Work task: Could you transcribe every entry exactly, leaving nothing out?

Natural language region descriptions:
● ● ● ● ● ● ●

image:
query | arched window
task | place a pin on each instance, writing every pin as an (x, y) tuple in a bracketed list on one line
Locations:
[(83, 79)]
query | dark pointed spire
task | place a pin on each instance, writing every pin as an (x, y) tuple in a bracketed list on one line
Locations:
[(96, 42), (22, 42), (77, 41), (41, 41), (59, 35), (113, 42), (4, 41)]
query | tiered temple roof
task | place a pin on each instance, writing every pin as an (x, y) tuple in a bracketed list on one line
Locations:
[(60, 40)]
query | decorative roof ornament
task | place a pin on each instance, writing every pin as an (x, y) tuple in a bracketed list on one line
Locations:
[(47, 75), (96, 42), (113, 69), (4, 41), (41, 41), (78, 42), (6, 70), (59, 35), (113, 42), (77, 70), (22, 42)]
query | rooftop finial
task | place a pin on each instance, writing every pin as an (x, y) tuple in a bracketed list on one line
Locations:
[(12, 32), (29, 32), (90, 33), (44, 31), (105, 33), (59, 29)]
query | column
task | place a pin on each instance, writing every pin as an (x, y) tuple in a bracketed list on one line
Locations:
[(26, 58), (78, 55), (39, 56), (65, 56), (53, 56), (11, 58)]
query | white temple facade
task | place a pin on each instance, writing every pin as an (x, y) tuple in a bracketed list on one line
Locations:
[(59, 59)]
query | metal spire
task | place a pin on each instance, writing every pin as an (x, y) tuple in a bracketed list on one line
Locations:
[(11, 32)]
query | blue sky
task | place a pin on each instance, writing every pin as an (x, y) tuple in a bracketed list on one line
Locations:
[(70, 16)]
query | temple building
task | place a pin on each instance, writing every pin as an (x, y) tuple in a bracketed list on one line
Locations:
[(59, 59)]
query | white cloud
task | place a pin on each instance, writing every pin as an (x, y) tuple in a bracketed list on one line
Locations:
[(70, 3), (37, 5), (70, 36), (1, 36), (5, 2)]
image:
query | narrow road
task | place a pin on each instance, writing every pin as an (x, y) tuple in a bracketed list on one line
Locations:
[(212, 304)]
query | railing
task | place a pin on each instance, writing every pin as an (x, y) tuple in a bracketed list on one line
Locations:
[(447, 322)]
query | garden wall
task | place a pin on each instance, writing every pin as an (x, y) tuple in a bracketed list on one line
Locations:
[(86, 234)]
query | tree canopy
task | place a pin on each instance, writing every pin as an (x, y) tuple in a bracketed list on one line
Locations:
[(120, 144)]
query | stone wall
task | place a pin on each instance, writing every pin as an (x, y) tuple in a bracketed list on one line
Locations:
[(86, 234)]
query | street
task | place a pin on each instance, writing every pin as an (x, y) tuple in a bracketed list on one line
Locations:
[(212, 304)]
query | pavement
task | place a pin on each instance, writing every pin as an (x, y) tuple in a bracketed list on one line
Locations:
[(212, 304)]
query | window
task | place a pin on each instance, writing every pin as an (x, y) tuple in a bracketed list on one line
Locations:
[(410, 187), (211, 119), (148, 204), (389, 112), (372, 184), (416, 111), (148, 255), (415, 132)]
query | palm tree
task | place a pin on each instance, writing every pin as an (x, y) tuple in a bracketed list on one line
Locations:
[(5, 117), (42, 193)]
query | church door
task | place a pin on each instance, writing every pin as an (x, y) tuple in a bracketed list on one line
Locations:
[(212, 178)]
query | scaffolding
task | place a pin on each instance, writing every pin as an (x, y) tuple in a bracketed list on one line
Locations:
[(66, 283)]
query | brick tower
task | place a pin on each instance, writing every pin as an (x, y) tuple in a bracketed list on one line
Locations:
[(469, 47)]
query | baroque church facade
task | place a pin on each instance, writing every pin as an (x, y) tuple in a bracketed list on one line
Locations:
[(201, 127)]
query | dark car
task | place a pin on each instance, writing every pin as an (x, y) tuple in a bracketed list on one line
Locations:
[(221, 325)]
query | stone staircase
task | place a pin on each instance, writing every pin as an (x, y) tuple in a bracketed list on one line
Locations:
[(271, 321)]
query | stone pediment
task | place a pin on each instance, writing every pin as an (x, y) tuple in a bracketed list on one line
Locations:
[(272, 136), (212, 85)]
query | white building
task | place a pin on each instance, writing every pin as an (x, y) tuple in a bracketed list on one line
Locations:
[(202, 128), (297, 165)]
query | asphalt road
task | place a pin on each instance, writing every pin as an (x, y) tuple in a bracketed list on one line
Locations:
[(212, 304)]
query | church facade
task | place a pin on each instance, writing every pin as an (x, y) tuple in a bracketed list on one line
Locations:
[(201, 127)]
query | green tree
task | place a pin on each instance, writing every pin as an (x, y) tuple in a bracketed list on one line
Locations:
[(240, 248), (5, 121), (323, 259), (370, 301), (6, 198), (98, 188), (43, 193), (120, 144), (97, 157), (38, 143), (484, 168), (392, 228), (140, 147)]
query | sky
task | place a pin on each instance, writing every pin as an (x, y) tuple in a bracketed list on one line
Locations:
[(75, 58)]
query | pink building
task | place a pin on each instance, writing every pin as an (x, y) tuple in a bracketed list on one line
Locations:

● ● ● ● ● ● ●

Problem solution:
image:
query | arched window
task | place a pin on each instance, writing every pin as an (x, y) tuple in a bracketed list on one line
Locations:
[(83, 79)]
query | dark pointed spire
task | place a pin on each instance, writing every pin as an (x, y) tuple in a bracketed list on one line
Locations:
[(96, 42), (22, 42), (77, 41), (41, 41), (59, 35), (113, 42), (4, 41)]
query | tiered temple roof
task | place a pin on each instance, writing every pin as an (x, y) tuple in a bracketed list on one line
Locations:
[(60, 40)]
query | decorative roof ornament
task | place a pin on each instance, writing every pin as an (x, y) tuple in a bracketed list on one line
Locations:
[(47, 75), (96, 42), (113, 69), (4, 41), (41, 41), (78, 42), (6, 70), (59, 35), (113, 42), (77, 70), (22, 42)]
query | rooftop finial
task | place a pin on each instance, writing every pin as an (x, y) tuple in a bracketed list on one line
Locations:
[(12, 32), (29, 32), (90, 33), (44, 31), (105, 33), (59, 29)]
query | column
task | place a pin on each instance, writing every pin as an (x, y) tuple in a bracketed list on one line
Locations:
[(26, 58), (78, 55), (39, 56), (65, 56), (53, 56), (11, 58)]
query | white temple facade
task | place a pin on each instance, writing every pin as an (x, y) tuple in a bracketed list on one line
Locations:
[(59, 59)]
query | metal spire
task | place a pin on each instance, writing every pin as an (x, y) tuple in a bracketed list on one line
Locations:
[(11, 32)]
query | blue sky
task | place a pin on each instance, writing every pin as an (x, y) tuple in a bracketed list on one line
Locations:
[(70, 16)]
query | temple building
task | place a pin on each instance, writing every pin as an (x, y) tuple in a bracketed list on one line
Locations:
[(59, 59)]
query | white cloud
task | place a pin on each instance, writing every pin as an (x, y) tuple in a bracketed list on one line
Locations:
[(70, 3), (37, 5), (70, 36), (1, 36), (5, 2)]
image:
query | narrow road
task | place a pin on each instance, writing every pin as an (x, y) tuple in a bracketed list on one line
Locations:
[(212, 304)]
query | railing
task | place a pin on each instance, writing every pin as an (x, y) tuple in a bracketed list on one line
Locations:
[(447, 322)]
query | garden wall
task | place a pin on each instance, writing every pin as an (x, y) tuple in a bracketed list on one line
Locations:
[(86, 234)]
query | tree canopy
task | place a pin on each instance, writing every pin as an (x, y) tuple in a bracketed list on one line
Locations:
[(120, 144)]
query | stone wall
task | place a pin on each instance, writing every pin as an (x, y) tuple in a bracketed list on one line
Locations:
[(86, 234)]
query | street
task | place a pin on each instance, writing every pin as an (x, y) tuple in a bracketed list on one line
Locations:
[(212, 304)]
query | pavement
task | place a pin on each instance, writing every pin as an (x, y) tuple in a bracketed list on one line
Locations:
[(212, 304)]
query | window
task | place a pin on each instance, writing every pin as an (x, y) tuple in a bracketed list on one line
Locations:
[(410, 187), (211, 119), (148, 204), (389, 112), (372, 184), (416, 111), (148, 255), (415, 132)]
query | palm tree
task | place a pin on each instance, writing every pin as an (x, y) tuple in a bracketed list on one line
Locations:
[(5, 117), (42, 193)]
query | church door
task | place a pin on each instance, writing every pin as an (x, y) tuple in a bracketed list on one line
Locations:
[(212, 178)]
query | scaffolding
task | place a pin on each instance, writing every pin as an (x, y) tuple in a bracketed list on one line
Locations:
[(66, 283)]
query | brick tower
task | place a pin on each instance, writing every pin as an (x, y) tuple in a bracketed list on one line
Locations:
[(469, 47)]
query | baroque church facade
task | place a pin on each instance, writing every pin as an (x, y) tuple in a bracketed list on one line
Locations:
[(201, 127)]
query | dark car
task | place a pin on each instance, writing every pin as an (x, y) tuple in a bracketed list on one line
Locations:
[(221, 325)]
query | stone staircase
task | place a pin on each instance, writing every pin as an (x, y) tuple in a bracketed list on one line
Locations:
[(271, 321)]
query | stone pediment
task | place a pin on each instance, writing every pin as an (x, y) tuple in a bracketed list on one line
Locations:
[(272, 136), (212, 85)]
query | white building
task | place a pin on each instance, writing every pin as an (x, y) tuple in a bracketed list on one line
Locations:
[(202, 128), (297, 165)]
query | asphalt road
task | place a pin on each instance, writing every pin as an (x, y) tuple in a bracketed list on one line
Locations:
[(212, 304)]
query | church facade
task | place a pin on each instance, writing every pin as an (x, y) tuple in a bracketed list on one line
Locations:
[(201, 127)]
query | green tree
task | place a pin on each instance, writing every pin as an (x, y) tuple in a bracketed list on one line
Locations:
[(240, 248), (5, 121), (323, 259), (370, 301), (6, 198), (98, 188), (43, 193), (120, 144), (97, 157), (38, 143), (484, 168), (392, 228), (140, 147)]
query | sky
task | place a pin on each instance, writing every pin as an (x, y) tuple in a bracketed list on one line
Locations:
[(75, 58)]
query | pink building
task | place a pin on each instance, writing every pin as an (x, y) tuple in a bracketed list on one line
Locations:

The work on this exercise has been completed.